▶ Problem details
Please quote only the lines that start at the one with "Target: weed growing at wall base" and go on to the last line of the data, both ends kept.

Point-per-instance localization data:
○ ○ ○ ○ ○ ○ ○
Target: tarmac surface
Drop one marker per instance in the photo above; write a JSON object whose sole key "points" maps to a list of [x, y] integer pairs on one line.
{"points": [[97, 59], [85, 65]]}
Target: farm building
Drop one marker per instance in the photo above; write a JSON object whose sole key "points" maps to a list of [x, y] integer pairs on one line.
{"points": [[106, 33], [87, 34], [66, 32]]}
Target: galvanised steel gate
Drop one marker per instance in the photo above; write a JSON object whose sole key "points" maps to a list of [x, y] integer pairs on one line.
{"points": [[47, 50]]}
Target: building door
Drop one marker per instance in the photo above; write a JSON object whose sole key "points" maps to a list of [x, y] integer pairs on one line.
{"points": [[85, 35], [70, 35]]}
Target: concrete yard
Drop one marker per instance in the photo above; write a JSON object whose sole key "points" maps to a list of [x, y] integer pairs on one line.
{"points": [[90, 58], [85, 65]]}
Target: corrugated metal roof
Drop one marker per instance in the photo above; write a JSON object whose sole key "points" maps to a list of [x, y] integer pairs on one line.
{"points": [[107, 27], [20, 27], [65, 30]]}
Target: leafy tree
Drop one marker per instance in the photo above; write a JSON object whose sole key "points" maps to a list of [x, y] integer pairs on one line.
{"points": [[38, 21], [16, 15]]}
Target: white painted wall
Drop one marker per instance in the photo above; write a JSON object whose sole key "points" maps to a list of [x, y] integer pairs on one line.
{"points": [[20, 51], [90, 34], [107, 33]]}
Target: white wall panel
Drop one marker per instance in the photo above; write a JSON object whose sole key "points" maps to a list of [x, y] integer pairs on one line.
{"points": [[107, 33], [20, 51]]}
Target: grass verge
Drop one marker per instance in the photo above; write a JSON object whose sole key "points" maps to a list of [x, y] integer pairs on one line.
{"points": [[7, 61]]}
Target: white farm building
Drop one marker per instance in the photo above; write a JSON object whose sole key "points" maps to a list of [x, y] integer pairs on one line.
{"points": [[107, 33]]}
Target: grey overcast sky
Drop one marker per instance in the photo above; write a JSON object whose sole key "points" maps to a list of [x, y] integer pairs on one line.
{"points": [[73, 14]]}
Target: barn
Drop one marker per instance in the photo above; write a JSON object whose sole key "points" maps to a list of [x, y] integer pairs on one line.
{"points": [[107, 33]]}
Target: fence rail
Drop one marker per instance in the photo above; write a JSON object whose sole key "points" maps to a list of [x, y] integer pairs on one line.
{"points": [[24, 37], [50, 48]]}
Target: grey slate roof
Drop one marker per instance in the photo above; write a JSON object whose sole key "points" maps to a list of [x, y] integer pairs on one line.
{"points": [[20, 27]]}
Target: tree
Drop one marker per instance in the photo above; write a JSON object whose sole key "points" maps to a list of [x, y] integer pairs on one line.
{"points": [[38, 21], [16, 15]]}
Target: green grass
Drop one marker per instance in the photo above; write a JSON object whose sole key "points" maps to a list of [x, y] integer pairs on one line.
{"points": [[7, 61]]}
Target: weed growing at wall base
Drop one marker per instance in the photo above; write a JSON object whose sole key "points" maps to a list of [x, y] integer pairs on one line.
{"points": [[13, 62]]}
○ ○ ○ ○ ○ ○ ○
▶ Result below
Target: weed growing at wall base
Drop one marker per instance in the photo above; write a JSON object whose sole key "points" maps to a list of [x, y] integer pairs on one line.
{"points": [[13, 62]]}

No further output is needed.